* Begin Supplied data *

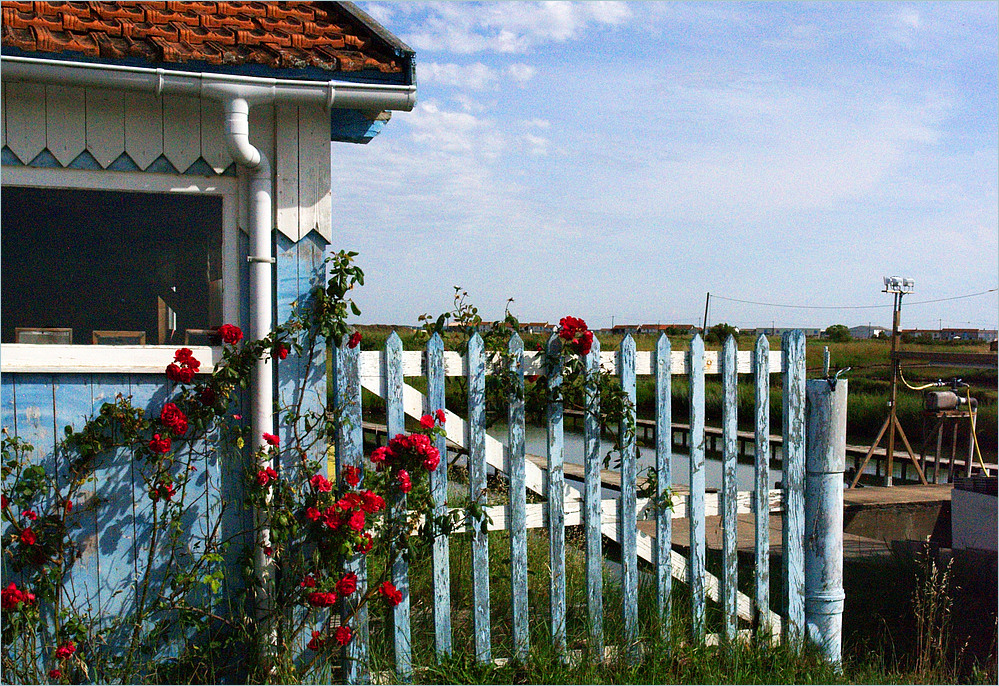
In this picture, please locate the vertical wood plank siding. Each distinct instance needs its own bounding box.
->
[426,333,451,656]
[545,335,566,659]
[385,331,413,683]
[333,346,371,684]
[721,336,739,641]
[466,334,492,663]
[753,334,770,633]
[507,334,530,663]
[652,334,673,640]
[618,334,638,662]
[687,334,705,643]
[583,337,604,662]
[781,331,805,644]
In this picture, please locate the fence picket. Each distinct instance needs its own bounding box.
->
[753,334,771,634]
[652,334,673,640]
[721,336,739,641]
[781,331,805,643]
[425,333,451,655]
[687,334,705,644]
[618,334,638,661]
[507,333,530,663]
[546,335,566,659]
[385,331,413,683]
[583,338,604,662]
[466,334,492,663]
[333,337,371,684]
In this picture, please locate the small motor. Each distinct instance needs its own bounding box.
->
[923,391,978,412]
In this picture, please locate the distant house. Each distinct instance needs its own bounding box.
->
[850,324,891,340]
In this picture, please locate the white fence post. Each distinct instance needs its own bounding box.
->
[805,379,848,665]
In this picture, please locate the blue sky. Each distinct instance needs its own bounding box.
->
[332,2,999,328]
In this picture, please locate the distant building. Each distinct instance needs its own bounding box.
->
[850,324,891,340]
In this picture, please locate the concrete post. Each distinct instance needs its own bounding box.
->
[805,379,847,665]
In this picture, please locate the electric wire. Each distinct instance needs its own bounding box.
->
[711,288,999,310]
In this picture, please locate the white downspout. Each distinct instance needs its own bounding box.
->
[223,97,277,662]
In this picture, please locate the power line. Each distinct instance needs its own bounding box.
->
[711,288,999,310]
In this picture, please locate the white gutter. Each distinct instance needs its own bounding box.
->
[0,55,416,654]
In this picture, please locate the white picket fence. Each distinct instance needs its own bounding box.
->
[333,332,805,683]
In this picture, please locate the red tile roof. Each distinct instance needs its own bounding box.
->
[0,1,413,74]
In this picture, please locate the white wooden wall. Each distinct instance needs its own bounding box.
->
[0,81,332,243]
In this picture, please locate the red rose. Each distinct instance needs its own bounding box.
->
[378,581,402,606]
[336,572,357,596]
[217,324,243,345]
[343,465,361,486]
[347,510,364,531]
[149,434,171,455]
[361,491,385,514]
[396,469,413,493]
[309,474,333,493]
[160,403,187,436]
[0,581,24,610]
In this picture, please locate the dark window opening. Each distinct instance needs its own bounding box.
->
[0,186,222,345]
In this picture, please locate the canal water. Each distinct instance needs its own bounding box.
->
[489,424,781,497]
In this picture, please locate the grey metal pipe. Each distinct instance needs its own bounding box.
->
[805,379,848,665]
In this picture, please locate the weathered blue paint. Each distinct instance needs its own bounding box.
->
[88,374,137,636]
[385,331,413,683]
[545,335,566,659]
[781,331,805,644]
[618,334,639,662]
[583,337,604,662]
[652,334,673,640]
[333,346,371,684]
[721,336,739,641]
[53,374,102,618]
[466,334,492,663]
[753,334,770,634]
[687,334,705,643]
[426,333,451,656]
[507,333,530,662]
[805,379,848,665]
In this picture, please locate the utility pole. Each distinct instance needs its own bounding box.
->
[850,276,926,488]
[701,291,711,337]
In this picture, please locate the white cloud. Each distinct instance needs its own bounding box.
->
[416,62,499,90]
[390,2,632,54]
[506,63,537,84]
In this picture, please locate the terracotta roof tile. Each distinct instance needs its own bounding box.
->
[0,1,410,74]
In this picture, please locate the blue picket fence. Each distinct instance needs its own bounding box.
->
[333,332,805,683]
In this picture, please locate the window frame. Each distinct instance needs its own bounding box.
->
[0,166,242,374]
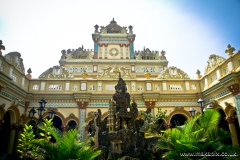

* End Supplied data *

What is asked.
Repeat the entries above word for word, starting with the line containing "In this picture, please locate the white fence" and continuing through the line containing "[0,55,416,654]", both included.

Completed task.
In this picture, please locate the white fence post. Each distinct instance needs its own bounding box.
->
[805,379,848,665]
In this picture, please locate the blue sky. Each distinct instance needs its own bounding box.
->
[332,2,999,328]
In this picture, please locate the distant building. Each distinct instance needs its own bounding box.
->
[850,324,891,340]
In this picture, please locate the concrete post. Each distinct instance needs its own bounding box.
->
[805,379,847,665]
In this picture, please locate the electric wire. Each distinct instance needs its own bounding box.
->
[711,288,999,310]
In this picture, please locate the white downspout. Each distinct instance needs its own bounding box.
->
[223,97,277,662]
In this picture, please locate the power line. Each distinct instance needs its own bounding box.
->
[711,288,999,310]
In this picture, please locate the white gutter. Each distinct instance needs its own bounding box.
->
[0,55,416,654]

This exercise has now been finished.